■ PROBLEMS TO SOLVE
1 - In the forum thread on undervolting, what voltage does the poster run the 1.8GHz Dothan ThinkPad at?
2 - Write the next part of the forum thread on undervolting, starting after its final line.

## Start EXCERPTED TEXT

What's New? (Score:1, Interesting)
Parent is a Bad Idea (Score:3, Interesting)
I'm not sure which is more surprising (Score:3, Interesting)
Too much misinformation here. (Score:5, Interesting)
Undervolting is NOT underclocking. You run the same clock speed, you just provide the CPU with less juice.
You do NOT need to underclock to undervolt, though if you're trying to hit a super-low voltage, a lower clockspeed will let you do it.
It can be perfectly safe. If you undervolt, and successfully run a Prime95 torture test for 24 hours, you're pretty much set. I'm currently running a 1.8Ghz Dothan Thinkpad at 1.134V (default at 1.8 is 1.340), and 0.700v at 600Mhz (default is 0.980 volts). That's on par or lower than those 1.0Ghz ULV Pentium-Ms!
Lowering the voltage does not affect performance (Score:2, Interesting)
Re:Counter productive maybe? (Score:3, Interesting)
You might be removing the ability of the system to manage its own power. This was the case with my desktop. Dropping the CPU frequency on my P4 based desktop actually made it consume more electricity. At its factory speeds, the system uses abotu 90W when not doing a whole lot, and about 215W when under heavy load. Dropping the CPU frequency to 300MHz caused it to idle at about 110W usage. I did not experiment with dropping the voltage however, which may have produced a net savings.
Undervolting is NOT the solution (Score:0, Interesting)
Most circuits in laptops are desgined to their limits of design and manufacturing production so I personally won't screw this up. Desktop or workstations have an little more leeway on design so I would play this theory on those first.
USB often has its corners cut... (Score:3, Interesting)
Just food for thought.
Re:isn't this what speed step did back with the PI (Score:3, Interesting)
This is what AMD did with their PowerNow!(TM) [amd.com] technology. It dynamically adjusts CPU power consumption based on CPU load. According to AMD, it can reduce CPU power at Idle by 75%. I know on my laptop, I can hear the fan speed up and slow down based on the load on the CPU.
Re:What for? (Score:3, Interesting)
But anyways, you do bring up an interesting point. usual power saving features do things like lower the clock rate when not in use, but lowering the maximum clockrate you would lower the speed of the computer, thus the max power it puts out. Knowing that you will be running the processor at max speed longer, you may or may not gain power/heat savings overall for long complex tasks, but I imagine for simple tasks you would.
now - I don't believe you need to downclock just because you lowered the voltage, but you may introduce system instability
That's usually what happens when you overclock without increasing the voltage as well.
Re:Counter productive maybe? (Score:3, Interesting)

## End EXCERPTED TEXT
## Start LISTED ENTRIES

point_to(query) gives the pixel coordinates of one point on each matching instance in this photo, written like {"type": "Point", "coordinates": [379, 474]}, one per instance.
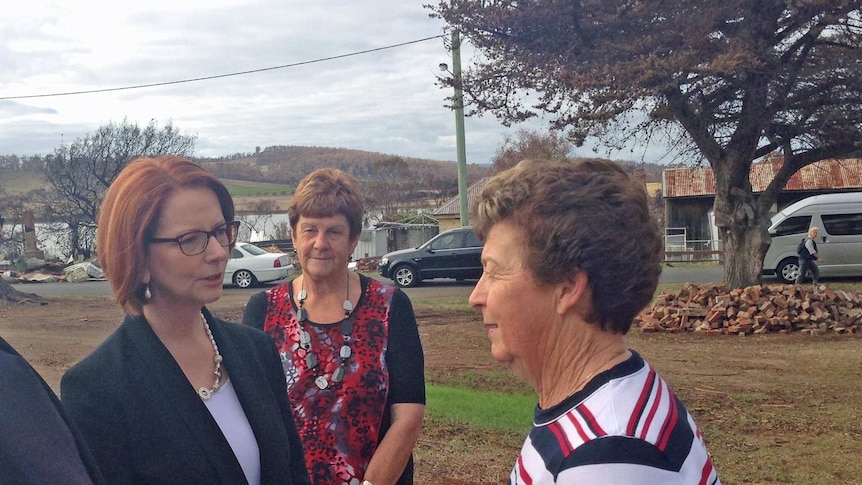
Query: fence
{"type": "Point", "coordinates": [693, 251]}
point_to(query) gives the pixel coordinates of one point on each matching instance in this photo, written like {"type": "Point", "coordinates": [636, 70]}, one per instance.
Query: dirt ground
{"type": "Point", "coordinates": [773, 408]}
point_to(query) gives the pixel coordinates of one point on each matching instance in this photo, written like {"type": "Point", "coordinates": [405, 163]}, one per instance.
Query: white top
{"type": "Point", "coordinates": [226, 410]}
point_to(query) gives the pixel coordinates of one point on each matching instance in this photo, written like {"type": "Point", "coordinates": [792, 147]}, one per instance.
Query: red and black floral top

## End LISTED ENTRIES

■ EXPECTED OUTPUTS
1 - 1.134V

2 -
Speedstep can only throttle my processor down to 600MHz (from a max of 1.2GHz) but underclocking reduces it to an effective 300MHz.
I do not notice the performance hit, and I do a lot of photo editing on this machine.
--Pat
Re:Undervolting is NOT the solution (Score:3, Interesting)
Resistive loads (which, to a first approximation, a CPU is), don't "demand...Watts", they "draw current". The load resistance doesn't change, so Ohm's Law I=V/R says that if you drop the voltage, the current decreases. Drop the voltage 5%, you DECREASE current 5%. Your total power (V * I) is now decreased by 10%.
As for "screw up the reference voltage", this is and remains system ground, or 0 V. Yes, at some lowered voltage, the CPU will cease to operate. Assuming the CPU still runs, a logic level of 2.85 V is just as good as 3.0 V.
Sacraficing speed for power? (Score:2, Interesting)
Ok all that for 10 min of battery life? (Score:2, Interesting)
Re:Sacraficing speed for power? (Score:2, Interesting)
Please use Kelvin to compare % temperature change (Score:1, Interesting)
> was able to boast 18% lower temperature
FYI: You can only compare temperatures this way if they are measured in Kelvin.
If it was not measured in Kelvin, then you must convert it to Kelvin before computing the percentage.
Even then, it can be risky to compare temperatures in this way, because there is sometimes a non-linear relationship between temperature change and thermal energy change.
(For example, when you heat up water, sometimes the added energy goes mostly toward increasing the molecular kinetic energy, but sometimes the added energy goes mostly toward breaking inter-molecular bonds. Those two phenomena have a very different impact on how much the temperature rises.)
Comparing energy or power levels is usually more meaningful.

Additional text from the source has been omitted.